Excerpts from a dataset:
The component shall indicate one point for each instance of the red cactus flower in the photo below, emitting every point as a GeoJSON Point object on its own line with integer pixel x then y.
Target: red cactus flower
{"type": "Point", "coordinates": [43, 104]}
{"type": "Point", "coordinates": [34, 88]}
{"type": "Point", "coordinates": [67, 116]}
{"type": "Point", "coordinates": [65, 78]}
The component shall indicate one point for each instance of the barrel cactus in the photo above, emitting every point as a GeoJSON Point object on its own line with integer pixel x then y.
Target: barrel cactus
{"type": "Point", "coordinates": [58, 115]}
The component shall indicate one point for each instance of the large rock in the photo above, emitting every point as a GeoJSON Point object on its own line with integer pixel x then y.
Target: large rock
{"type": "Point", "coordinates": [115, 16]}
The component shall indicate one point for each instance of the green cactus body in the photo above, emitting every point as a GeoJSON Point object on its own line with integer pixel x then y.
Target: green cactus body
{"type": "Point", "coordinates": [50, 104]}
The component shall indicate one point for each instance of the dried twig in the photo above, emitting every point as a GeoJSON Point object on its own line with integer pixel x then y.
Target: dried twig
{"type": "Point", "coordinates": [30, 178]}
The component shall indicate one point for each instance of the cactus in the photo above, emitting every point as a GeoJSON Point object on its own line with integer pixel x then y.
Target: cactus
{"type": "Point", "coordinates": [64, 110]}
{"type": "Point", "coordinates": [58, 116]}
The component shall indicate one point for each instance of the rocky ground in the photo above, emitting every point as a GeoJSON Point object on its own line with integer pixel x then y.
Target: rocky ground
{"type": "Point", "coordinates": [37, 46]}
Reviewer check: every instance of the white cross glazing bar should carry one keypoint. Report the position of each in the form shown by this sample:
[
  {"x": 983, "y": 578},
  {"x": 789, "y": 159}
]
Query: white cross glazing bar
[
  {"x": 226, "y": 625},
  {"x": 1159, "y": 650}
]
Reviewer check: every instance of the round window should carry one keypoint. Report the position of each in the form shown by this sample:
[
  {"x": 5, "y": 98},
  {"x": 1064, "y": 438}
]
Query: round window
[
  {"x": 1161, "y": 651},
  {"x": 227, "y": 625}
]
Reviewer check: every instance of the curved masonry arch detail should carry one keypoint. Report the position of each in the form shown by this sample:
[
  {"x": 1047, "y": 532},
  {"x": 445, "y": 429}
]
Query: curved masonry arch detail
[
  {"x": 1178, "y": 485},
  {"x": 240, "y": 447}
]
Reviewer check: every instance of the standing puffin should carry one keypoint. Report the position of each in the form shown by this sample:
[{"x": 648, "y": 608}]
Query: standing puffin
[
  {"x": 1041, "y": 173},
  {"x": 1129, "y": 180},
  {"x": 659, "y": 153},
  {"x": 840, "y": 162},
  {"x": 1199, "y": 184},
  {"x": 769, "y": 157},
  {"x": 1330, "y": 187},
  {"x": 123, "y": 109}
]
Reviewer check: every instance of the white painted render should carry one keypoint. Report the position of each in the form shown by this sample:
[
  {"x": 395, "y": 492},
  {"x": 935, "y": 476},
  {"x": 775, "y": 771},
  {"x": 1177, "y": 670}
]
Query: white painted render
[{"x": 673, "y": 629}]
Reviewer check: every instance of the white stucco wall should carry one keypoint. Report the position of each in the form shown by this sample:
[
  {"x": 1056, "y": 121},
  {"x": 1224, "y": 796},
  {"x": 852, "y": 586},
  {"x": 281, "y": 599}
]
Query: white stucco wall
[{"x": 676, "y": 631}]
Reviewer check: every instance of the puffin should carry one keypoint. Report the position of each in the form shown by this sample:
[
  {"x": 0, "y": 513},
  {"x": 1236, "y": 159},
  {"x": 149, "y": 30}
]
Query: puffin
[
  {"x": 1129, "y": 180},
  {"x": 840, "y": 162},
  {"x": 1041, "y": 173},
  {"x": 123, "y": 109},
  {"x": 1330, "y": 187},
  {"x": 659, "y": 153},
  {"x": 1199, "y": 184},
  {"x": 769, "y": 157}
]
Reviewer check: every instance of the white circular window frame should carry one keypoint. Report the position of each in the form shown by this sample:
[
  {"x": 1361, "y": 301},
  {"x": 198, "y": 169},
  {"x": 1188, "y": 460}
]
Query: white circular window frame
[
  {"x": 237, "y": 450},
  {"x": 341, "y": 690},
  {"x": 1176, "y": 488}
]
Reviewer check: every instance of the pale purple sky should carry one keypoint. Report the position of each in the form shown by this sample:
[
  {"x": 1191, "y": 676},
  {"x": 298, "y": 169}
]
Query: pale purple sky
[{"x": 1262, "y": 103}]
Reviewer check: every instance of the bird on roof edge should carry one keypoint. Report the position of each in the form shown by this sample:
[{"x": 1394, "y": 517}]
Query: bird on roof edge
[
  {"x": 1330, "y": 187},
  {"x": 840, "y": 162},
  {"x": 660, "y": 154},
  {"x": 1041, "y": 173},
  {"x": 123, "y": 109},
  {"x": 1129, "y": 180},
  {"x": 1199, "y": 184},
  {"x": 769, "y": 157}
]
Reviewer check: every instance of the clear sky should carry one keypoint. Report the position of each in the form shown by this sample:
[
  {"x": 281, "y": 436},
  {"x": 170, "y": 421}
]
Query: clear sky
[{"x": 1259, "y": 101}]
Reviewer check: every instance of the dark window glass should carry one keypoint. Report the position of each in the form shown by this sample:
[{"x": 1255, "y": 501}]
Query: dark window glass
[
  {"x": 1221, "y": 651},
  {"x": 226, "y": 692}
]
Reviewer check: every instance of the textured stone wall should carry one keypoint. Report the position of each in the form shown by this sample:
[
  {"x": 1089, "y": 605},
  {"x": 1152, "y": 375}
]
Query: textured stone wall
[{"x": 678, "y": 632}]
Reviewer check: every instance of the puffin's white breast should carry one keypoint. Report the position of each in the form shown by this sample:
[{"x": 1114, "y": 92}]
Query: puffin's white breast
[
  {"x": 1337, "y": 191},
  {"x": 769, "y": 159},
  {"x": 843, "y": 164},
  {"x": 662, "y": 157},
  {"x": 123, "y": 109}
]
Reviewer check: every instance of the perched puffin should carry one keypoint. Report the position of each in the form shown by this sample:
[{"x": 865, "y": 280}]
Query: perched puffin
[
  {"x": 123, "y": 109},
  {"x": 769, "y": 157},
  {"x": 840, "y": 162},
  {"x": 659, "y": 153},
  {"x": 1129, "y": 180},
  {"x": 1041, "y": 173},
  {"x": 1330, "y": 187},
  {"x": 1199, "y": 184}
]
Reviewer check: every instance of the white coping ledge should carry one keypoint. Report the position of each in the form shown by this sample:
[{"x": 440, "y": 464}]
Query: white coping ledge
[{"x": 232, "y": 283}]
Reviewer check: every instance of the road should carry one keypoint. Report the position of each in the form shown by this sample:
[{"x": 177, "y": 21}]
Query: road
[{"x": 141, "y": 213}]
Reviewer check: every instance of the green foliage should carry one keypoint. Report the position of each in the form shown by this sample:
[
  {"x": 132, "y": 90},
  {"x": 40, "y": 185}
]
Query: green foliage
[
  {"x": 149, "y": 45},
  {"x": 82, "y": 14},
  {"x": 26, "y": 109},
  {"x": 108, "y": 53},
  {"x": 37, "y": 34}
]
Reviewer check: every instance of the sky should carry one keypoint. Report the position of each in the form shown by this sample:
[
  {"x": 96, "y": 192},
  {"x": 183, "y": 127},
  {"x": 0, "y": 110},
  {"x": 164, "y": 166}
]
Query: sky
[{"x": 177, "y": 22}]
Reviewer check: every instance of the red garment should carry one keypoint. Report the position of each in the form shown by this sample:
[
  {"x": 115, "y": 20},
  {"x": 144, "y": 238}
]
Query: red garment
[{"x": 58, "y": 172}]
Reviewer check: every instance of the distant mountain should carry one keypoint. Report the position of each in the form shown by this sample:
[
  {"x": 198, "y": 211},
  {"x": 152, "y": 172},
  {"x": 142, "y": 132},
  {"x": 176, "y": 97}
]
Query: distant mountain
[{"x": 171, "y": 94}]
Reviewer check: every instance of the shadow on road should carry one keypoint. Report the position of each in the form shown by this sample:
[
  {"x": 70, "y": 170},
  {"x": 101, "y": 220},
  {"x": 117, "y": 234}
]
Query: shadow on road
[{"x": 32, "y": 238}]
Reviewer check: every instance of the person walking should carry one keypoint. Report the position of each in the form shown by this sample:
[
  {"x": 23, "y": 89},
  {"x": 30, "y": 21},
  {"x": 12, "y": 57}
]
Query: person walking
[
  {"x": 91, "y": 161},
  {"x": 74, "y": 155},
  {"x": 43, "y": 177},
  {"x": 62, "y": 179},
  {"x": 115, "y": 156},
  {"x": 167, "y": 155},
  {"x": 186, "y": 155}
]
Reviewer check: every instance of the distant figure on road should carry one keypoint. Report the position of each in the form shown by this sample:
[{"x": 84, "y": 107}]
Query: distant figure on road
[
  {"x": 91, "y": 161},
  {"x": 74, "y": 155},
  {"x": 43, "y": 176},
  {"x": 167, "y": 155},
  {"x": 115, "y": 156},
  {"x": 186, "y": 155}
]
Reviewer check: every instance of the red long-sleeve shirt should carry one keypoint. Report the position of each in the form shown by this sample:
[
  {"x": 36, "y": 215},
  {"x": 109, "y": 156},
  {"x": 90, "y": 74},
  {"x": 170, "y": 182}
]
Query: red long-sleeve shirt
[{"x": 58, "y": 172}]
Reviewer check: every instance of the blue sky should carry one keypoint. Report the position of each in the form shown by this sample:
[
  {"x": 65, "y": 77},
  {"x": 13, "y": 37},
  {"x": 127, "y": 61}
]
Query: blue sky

Try it:
Search the records above for the string "blue". Copy every line that contains it.

Result below:
Reviewer check: every instance of the blue sky should carry one keypoint. Report the position of each in the form shown by this sample:
Query: blue sky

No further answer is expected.